■ Your objective: Every line below should be set down exactly as it appears.

[Stored data entries]
((

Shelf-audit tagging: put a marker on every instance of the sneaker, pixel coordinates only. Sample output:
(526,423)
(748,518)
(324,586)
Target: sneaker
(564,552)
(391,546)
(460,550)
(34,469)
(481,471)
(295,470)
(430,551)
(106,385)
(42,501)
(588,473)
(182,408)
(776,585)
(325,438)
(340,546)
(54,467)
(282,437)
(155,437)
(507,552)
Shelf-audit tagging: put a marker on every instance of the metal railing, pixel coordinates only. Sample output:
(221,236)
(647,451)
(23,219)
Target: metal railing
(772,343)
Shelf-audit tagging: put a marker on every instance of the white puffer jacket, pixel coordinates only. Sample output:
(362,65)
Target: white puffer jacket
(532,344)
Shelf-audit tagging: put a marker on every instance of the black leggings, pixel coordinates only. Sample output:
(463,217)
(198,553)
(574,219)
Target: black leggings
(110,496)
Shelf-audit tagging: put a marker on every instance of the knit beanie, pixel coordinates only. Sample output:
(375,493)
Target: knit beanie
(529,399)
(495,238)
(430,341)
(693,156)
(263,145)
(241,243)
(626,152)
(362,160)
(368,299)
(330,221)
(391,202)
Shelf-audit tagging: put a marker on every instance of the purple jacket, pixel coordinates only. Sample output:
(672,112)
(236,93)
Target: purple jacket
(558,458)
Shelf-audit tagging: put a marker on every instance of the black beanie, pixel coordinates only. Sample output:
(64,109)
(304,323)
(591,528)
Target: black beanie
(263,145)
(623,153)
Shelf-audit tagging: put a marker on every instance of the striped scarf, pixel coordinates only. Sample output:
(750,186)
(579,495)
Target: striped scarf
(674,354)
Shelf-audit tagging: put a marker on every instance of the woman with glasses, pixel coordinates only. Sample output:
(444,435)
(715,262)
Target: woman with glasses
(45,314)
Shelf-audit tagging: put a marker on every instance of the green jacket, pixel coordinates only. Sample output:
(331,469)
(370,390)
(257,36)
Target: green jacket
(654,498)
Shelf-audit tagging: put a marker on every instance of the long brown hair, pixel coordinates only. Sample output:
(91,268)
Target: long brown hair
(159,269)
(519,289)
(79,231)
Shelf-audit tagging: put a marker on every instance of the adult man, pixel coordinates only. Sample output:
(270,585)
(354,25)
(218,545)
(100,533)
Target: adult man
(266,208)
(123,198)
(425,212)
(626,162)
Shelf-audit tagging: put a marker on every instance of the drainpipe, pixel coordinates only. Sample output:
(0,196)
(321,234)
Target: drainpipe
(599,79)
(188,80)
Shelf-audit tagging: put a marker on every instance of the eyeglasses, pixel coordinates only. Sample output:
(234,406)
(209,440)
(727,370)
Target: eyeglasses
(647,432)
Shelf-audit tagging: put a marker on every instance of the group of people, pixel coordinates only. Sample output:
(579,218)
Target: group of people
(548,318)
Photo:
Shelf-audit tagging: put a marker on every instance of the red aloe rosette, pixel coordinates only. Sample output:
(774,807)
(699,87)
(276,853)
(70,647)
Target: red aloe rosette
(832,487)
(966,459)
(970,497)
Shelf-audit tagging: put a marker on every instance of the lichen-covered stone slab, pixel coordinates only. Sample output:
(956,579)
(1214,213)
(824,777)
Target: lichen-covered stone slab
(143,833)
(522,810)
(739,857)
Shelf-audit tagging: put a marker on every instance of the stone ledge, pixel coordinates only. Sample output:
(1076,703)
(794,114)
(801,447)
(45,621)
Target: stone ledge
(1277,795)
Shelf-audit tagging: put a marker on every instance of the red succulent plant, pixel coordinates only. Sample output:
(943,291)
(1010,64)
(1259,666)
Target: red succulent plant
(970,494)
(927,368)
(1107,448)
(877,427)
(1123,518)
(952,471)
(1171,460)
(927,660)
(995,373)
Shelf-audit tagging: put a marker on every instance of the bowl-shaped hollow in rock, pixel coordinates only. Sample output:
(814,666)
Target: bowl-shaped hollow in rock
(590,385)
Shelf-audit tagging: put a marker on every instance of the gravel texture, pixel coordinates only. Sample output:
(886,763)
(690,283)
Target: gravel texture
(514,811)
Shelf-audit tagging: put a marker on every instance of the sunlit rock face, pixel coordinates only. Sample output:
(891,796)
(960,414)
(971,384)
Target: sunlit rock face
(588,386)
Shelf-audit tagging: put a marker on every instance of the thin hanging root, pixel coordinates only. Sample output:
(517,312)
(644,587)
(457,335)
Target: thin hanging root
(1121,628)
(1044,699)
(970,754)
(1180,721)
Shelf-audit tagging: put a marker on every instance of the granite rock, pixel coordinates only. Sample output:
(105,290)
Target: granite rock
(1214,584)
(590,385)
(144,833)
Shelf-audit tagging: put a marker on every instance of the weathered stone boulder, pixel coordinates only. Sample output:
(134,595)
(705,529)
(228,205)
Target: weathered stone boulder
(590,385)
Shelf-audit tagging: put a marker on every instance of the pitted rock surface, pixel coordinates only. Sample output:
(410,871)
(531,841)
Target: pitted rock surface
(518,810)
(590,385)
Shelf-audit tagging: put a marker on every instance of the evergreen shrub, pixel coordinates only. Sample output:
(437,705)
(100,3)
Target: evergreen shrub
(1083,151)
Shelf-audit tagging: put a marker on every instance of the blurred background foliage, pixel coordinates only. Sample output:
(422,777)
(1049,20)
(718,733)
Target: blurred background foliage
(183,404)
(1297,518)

))

■ Written reply:
Shelf-audit tagging: put a marker on every instance of the sneaker, pixel coordinates only. Sample output:
(526,423)
(748,518)
(324,586)
Target: sneaker
(564,552)
(391,546)
(460,550)
(34,469)
(481,471)
(295,470)
(430,551)
(106,385)
(42,501)
(588,473)
(182,408)
(776,585)
(325,438)
(340,546)
(54,467)
(282,437)
(155,437)
(507,552)
Shelf-audit tagging: put a marker on every instance of the metal railing, pixel coordinates only. Sample output:
(221,236)
(647,451)
(23,219)
Target: metal railing
(772,343)
Shelf-audit tagging: put a marker on every instance of the white puffer jacket, pixel coordinates only. Sample output:
(362,65)
Target: white puffer jacket
(532,344)
Shelf-audit tagging: put a marker on every instance of the black leggings, pixel coordinates only. Sample output:
(463,217)
(198,553)
(574,219)
Target: black leggings
(110,496)
Shelf-audit tagging: put a marker on every instance of the knit beanie, pixel coordinates only. Sample output:
(375,493)
Target: knit beanie
(529,399)
(495,238)
(430,341)
(693,156)
(263,145)
(241,243)
(626,152)
(362,160)
(368,299)
(330,221)
(391,202)
Shelf-audit tagging: put a marker on every instance of the purple jacket, pixel coordinates only. Sample output:
(672,112)
(236,93)
Target: purple jacket
(558,458)
Shelf-audit tagging: put a marker on every instance of the black beanie, pixel coordinates only. Sample output:
(64,109)
(304,323)
(591,528)
Target: black beanie
(263,145)
(623,153)
Shelf-audit tagging: put a marker on every instance of the striped scarf, pixel coordinates only. Sample output:
(750,186)
(579,495)
Target: striped scarf
(674,354)
Shelf-audit tagging: put a marker on every instance of the woman with glasses, pixel coordinates only. Sample output:
(444,435)
(715,262)
Target: woman with glasses
(45,314)
Shelf-audit tagging: put a marker on every instance of the green jacket, pixel coordinates only. Sample output:
(331,469)
(370,390)
(257,36)
Target: green jacket
(654,498)
Shelf-audit tagging: put a marker on every instance of the long brown hair, pixel coordinates only. Sample output:
(91,268)
Target: long brown hair
(159,269)
(519,289)
(79,231)
Shelf-audit tagging: put a marker on every instance of the adult man, pixel coordinates only. Sample output:
(270,585)
(354,25)
(218,545)
(100,533)
Target: adult man
(266,208)
(123,198)
(425,212)
(626,162)
Shelf-audit tagging: put a marker on every instance of the drainpipe, pixel coordinates only. Sample output:
(0,196)
(321,234)
Target: drainpipe
(599,79)
(188,80)
Shelf-audit tagging: put a marker on every instance of the eyeglasses, pixel coordinates only. Sample output:
(234,406)
(209,440)
(727,370)
Target: eyeglasses
(647,432)
Shelf-audit tagging: put a marker on every instance of the group of people, pixel coordinates only. Sample output:
(579,218)
Target: group of people
(548,318)
Photo:
Shelf-audit tagging: put a marker on every instance of the red aloe rosette, pixel coordinates only. Sample output:
(774,807)
(699,87)
(276,853)
(70,647)
Target: red aloe rosette
(832,487)
(966,459)
(970,497)
Shelf-audit tagging: put a marker on every instance of the lichen-covered stone slab, pixel coordinates only. Sample output:
(956,579)
(1214,213)
(824,777)
Target: lichen-covered stone slab
(143,833)
(522,810)
(739,857)
Shelf-audit tagging: put a marker on every instance of the stone ledge, pixel coordinates only. Sample output:
(1076,703)
(794,114)
(801,447)
(45,621)
Target: stone ledge
(1277,795)
Shelf-audit tagging: put a marker on every instance of the red succulent plant, pixel coordinates only. Sample output:
(943,291)
(1010,64)
(1259,666)
Target: red succulent plant
(970,494)
(927,368)
(1107,448)
(877,427)
(1123,518)
(952,471)
(1171,460)
(927,660)
(995,373)
Shelf-audit tagging: put a marker on every instance of the bowl-shaped hollow in rock, pixel coordinates only. Sample output:
(814,666)
Target: bowl-shaped hollow in rock
(590,385)
Shelf-audit tagging: put a marker on every instance of the gravel texture, pixel coordinates only. Sample output:
(886,763)
(690,283)
Target: gravel texture
(514,811)
Shelf-audit tagging: put a marker on every instance of the sunlit rock face, pixel coordinates only. Sample output:
(891,796)
(960,414)
(971,384)
Target: sunlit rock face
(588,386)
Shelf-audit tagging: put a marker on every instance of the thin hanging root, pixel coordinates only. Sample output:
(517,312)
(644,587)
(457,335)
Target: thin hanging root
(1121,628)
(1044,699)
(970,754)
(1180,721)
Shelf-audit tagging: put a marker on every instance of the granite rock, pixel coordinates only. Sample output:
(105,290)
Target: granite rock
(1214,584)
(590,385)
(144,833)
Shelf-audit tagging: put a marker on every instance of the weathered stone boulder, pixel coordinates only. Sample output:
(134,595)
(705,529)
(228,205)
Target: weathered stone boulder
(590,385)
Shelf-audit tagging: put a marker on every instance of the pitted rock surface, pixel coordinates only. Sample output:
(410,871)
(531,841)
Target: pitted rock surface
(518,810)
(590,385)
Shelf-audit tagging: put a marker on every instance of the evergreen shrub, pixel coordinates only. Sample output:
(437,705)
(100,3)
Target: evergreen shrub
(1083,151)
Shelf-audit tagging: put a marker on every instance of the blurred background foliage, pixel coordinates only. Sample output:
(422,777)
(1049,20)
(718,733)
Target: blurred background foliage
(183,404)
(1297,518)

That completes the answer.